▶ **WHAT IS BEING ASKED**
Leaving every picture out, please return exactly the lines from the top of the material below through the line with "box: [1101, 220, 1195, 652]", both included.

══════════

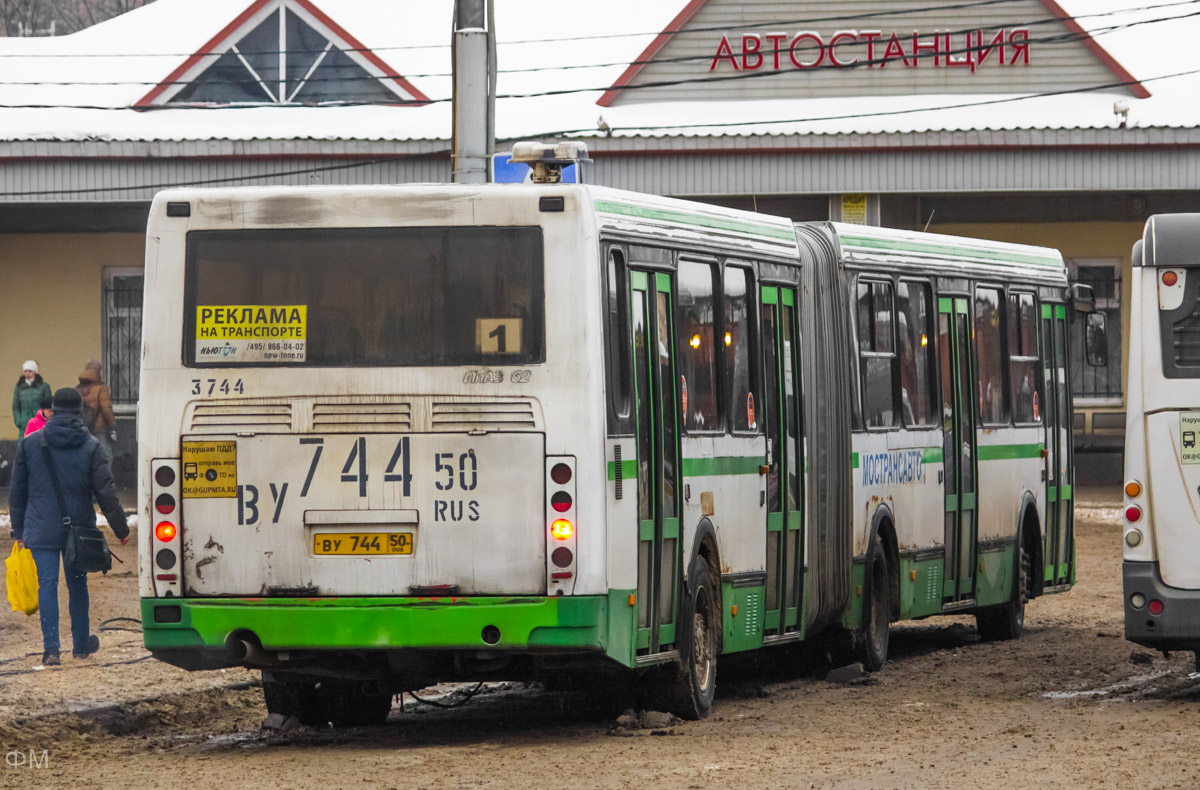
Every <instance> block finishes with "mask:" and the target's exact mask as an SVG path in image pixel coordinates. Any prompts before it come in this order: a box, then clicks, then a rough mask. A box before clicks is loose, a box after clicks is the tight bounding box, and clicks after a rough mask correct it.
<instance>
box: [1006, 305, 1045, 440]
mask: <svg viewBox="0 0 1200 790" xmlns="http://www.w3.org/2000/svg"><path fill="white" fill-rule="evenodd" d="M1008 354H1009V355H1008V370H1009V381H1010V382H1012V383H1013V421H1014V423H1018V424H1021V423H1026V424H1030V423H1040V421H1042V408H1040V397H1042V396H1040V394H1039V391H1038V390H1039V387H1038V367H1039V358H1038V311H1037V303H1036V301H1034V300H1033V294H1031V293H1009V294H1008Z"/></svg>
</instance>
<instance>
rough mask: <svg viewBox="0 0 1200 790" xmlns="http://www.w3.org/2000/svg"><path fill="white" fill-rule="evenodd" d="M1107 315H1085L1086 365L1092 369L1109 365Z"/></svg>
mask: <svg viewBox="0 0 1200 790" xmlns="http://www.w3.org/2000/svg"><path fill="white" fill-rule="evenodd" d="M1108 319H1109V317H1108V315H1105V313H1103V312H1090V313H1087V324H1086V328H1085V336H1084V343H1085V347H1086V349H1087V364H1088V365H1091V366H1092V367H1108V365H1109V334H1108Z"/></svg>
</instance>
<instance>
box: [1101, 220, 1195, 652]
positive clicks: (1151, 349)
mask: <svg viewBox="0 0 1200 790" xmlns="http://www.w3.org/2000/svg"><path fill="white" fill-rule="evenodd" d="M1198 247H1200V214H1163V215H1157V216H1152V217H1151V219H1150V221H1148V222H1146V233H1145V235H1144V237H1142V239H1141V240H1140V241H1138V243H1136V244H1135V245H1134V249H1133V282H1132V286H1133V312H1132V313H1130V329H1129V414H1128V418H1127V423H1126V460H1124V465H1126V486H1124V505H1126V511H1124V516H1126V523H1124V563H1123V573H1122V575H1123V582H1124V616H1126V617H1124V620H1126V639H1129V640H1132V641H1134V642H1138V644H1140V645H1145V646H1146V647H1152V648H1154V650H1160V651H1164V652H1165V651H1171V650H1184V651H1193V652H1196V651H1200V444H1198V442H1196V437H1198V436H1200V258H1198V257H1196V249H1198ZM1088 329H1090V333H1088V334H1091V327H1090V328H1088ZM1090 345H1091V343H1090ZM1198 658H1200V652H1198Z"/></svg>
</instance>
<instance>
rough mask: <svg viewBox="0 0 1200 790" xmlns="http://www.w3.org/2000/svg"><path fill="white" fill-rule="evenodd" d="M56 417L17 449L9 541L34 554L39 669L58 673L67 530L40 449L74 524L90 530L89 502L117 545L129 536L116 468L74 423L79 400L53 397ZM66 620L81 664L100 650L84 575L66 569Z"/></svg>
mask: <svg viewBox="0 0 1200 790" xmlns="http://www.w3.org/2000/svg"><path fill="white" fill-rule="evenodd" d="M52 406H53V409H54V414H53V415H52V417H50V420H49V421H48V423H47V424H46V427H43V429H42V430H41V431H38V432H36V433H31V435H30V437H29V441H28V442H22V444H20V447H19V448H18V449H17V460H16V463H13V469H12V483H11V489H10V491H8V510H10V514H11V516H12V537H13V538H14V539H16V540H18V541H19V543H23V544H24V545H25V546H28V547H29V550H30V551H32V552H34V563H35V564H36V565H37V609H38V611H40V614H41V616H42V647H43V650H44V653H43V656H42V665H44V666H56V665H58V664H59V663H60V662H59V565H60V564H61V563H62V552H64V549H65V547H66V545H67V539H68V537H70V535H68V534H67V528H66V526H65V525H64V523H62V515H64V514H61V513H60V510H59V501H58V497H56V496H55V492H54V483H53V480H52V478H50V473H49V471H48V468H47V466H46V455H44V453H43V451H42V448H43V447H46V448H48V449H49V455H50V462H52V463H53V465H54V469H55V473H56V475H58V479H59V486H60V487H61V492H62V502H64V504H65V505H66V509H67V514H66V515H70V516H71V522H72V523H74V525H79V526H86V527H95V526H96V510H95V509H94V508H92V504H91V503H92V497H95V498H96V501H97V502H98V503H100V508H101V510H102V511H103V513H104V517H106V519H108V526H109V527H112V529H113V533H114V534H116V537H118V539H120V541H121V545H124V544H126V543H128V540H130V528H128V527H127V526H126V523H125V513H124V511H122V510H121V503H120V501H119V499H118V497H116V484H115V483H113V467H112V461H110V460H109V456H108V455H107V454H106V453H103V451H102V450H101V449H100V443H98V442H97V441H96V439H95V437H92V436H91V433H89V432H88V429H85V427H84V426H83V423H80V421H79V408H80V406H82V399H80V397H79V393H78V391H76V390H74V389H71V388H64V389H60V390H58V391H56V393H54V400H53V401H52ZM65 570H66V580H67V593H68V611H70V612H71V639H72V642H73V653H74V657H76V658H86V657H89V656H91V654H92V653H95V652H96V651H97V650H100V638H98V636H96V635H94V634H91V633H90V630H89V626H88V574H85V573H78V571H76V570H73V569H71V568H65Z"/></svg>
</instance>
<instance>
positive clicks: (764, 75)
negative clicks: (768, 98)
mask: <svg viewBox="0 0 1200 790" xmlns="http://www.w3.org/2000/svg"><path fill="white" fill-rule="evenodd" d="M907 4H908V5H911V6H912V11H911V12H910V13H896V6H901V5H902V4H901V2H892V4H889V6H888V7H887V10H886V11H884V10H883V7H882V6H880V5H878V0H865V1H854V2H846V1H838V0H818V1H812V2H804V4H800V2H797V1H796V0H773V1H768V2H760V4H756V5H755V6H745V5H744V4H742V2H737V1H736V0H690V1H689V2H688V4H686V5H685V6H684V8H683V10H682V11H680V12H679V13H678V14H677V16H676V18H674V19H673V20H672V22H671V24H670V25H667V28H666V29H665V30H664V31H662V32H660V34H659V35H658V36H656V37H655V38H654V41H652V42H650V44H649V46H648V47H647V48H646V49H644V50H643V52H642V54H641V55H638V58H637V59H636V60H635V61H634V62H631V64H630V65H629V66H628V67H626V68H625V72H624V73H623V74H622V76H620V77H619V78H618V79H617V82H616V83H613V86H612V88H610V89H608V90H606V91H605V92H604V95H602V96H601V97H600V98H599V100H598V101H596V103H598V104H600V106H602V107H608V106H613V104H624V103H634V102H661V101H714V100H715V101H720V100H763V98H822V97H839V96H896V95H913V94H955V95H961V94H1025V92H1042V91H1045V90H1055V89H1062V88H1068V86H1069V88H1074V86H1078V88H1092V86H1096V85H1104V84H1114V83H1124V85H1123V88H1115V89H1114V90H1120V91H1121V92H1124V94H1127V95H1133V96H1136V97H1139V98H1145V97H1148V96H1150V91H1148V90H1147V89H1146V88H1145V86H1144V85H1142V84H1141V83H1139V82H1138V80H1136V79H1135V78H1134V77H1133V76H1132V74H1130V73H1129V72H1128V71H1126V70H1124V68H1123V67H1122V66H1121V65H1120V64H1118V62H1117V61H1116V60H1115V59H1114V58H1112V56H1111V55H1109V53H1108V52H1105V50H1104V48H1103V47H1102V46H1100V44H1099V43H1097V42H1096V40H1094V38H1093V37H1092V36H1091V35H1088V32H1087V31H1086V30H1085V29H1084V28H1082V26H1080V25H1079V23H1076V22H1075V20H1074V19H1073V18H1070V17H1069V16H1068V14H1067V13H1066V12H1064V11H1063V10H1062V7H1061V6H1060V5H1058V4H1057V2H1056V1H1055V0H1024V1H1018V2H1004V4H995V5H991V4H985V2H982V4H971V5H964V6H941V7H932V6H930V5H928V4H925V2H923V1H922V0H907ZM802 17H803V18H806V19H809V20H810V22H797V19H799V18H802ZM786 20H792V22H791V23H788V22H786ZM839 25H856V26H857V28H856V29H848V28H847V26H839ZM1064 31H1066V35H1064ZM626 88H638V89H637V90H628V91H626V90H624V89H626Z"/></svg>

══════════

▶ **ANSWER SPACE**
Every <instance> block finishes with "mask:" and the target's exact mask as an SVG path in image pixel coordinates. Any prompts before it come in this order: a box, then clicks, then a rough mask. A box before clicks is loose, a box after clicks is the tight bounding box, and clicks after a rough mask correct it.
<instance>
box: [1006, 305, 1045, 440]
mask: <svg viewBox="0 0 1200 790" xmlns="http://www.w3.org/2000/svg"><path fill="white" fill-rule="evenodd" d="M1008 354H1009V355H1008V370H1009V381H1010V382H1012V383H1013V421H1014V423H1018V424H1021V423H1026V424H1030V423H1040V421H1042V408H1040V397H1042V396H1040V394H1039V391H1038V390H1039V387H1038V367H1039V358H1038V311H1037V303H1036V301H1034V300H1033V294H1031V293H1009V294H1008Z"/></svg>
</instance>
<instance>
rough mask: <svg viewBox="0 0 1200 790" xmlns="http://www.w3.org/2000/svg"><path fill="white" fill-rule="evenodd" d="M1107 315H1085L1086 365L1092 369L1109 365Z"/></svg>
mask: <svg viewBox="0 0 1200 790" xmlns="http://www.w3.org/2000/svg"><path fill="white" fill-rule="evenodd" d="M1108 319H1109V317H1108V315H1105V313H1103V312H1090V313H1087V324H1086V328H1085V336H1084V343H1085V347H1086V349H1087V364H1088V365H1091V366H1092V367H1108V365H1109V334H1108Z"/></svg>
</instance>
<instance>
box: [1101, 220, 1195, 652]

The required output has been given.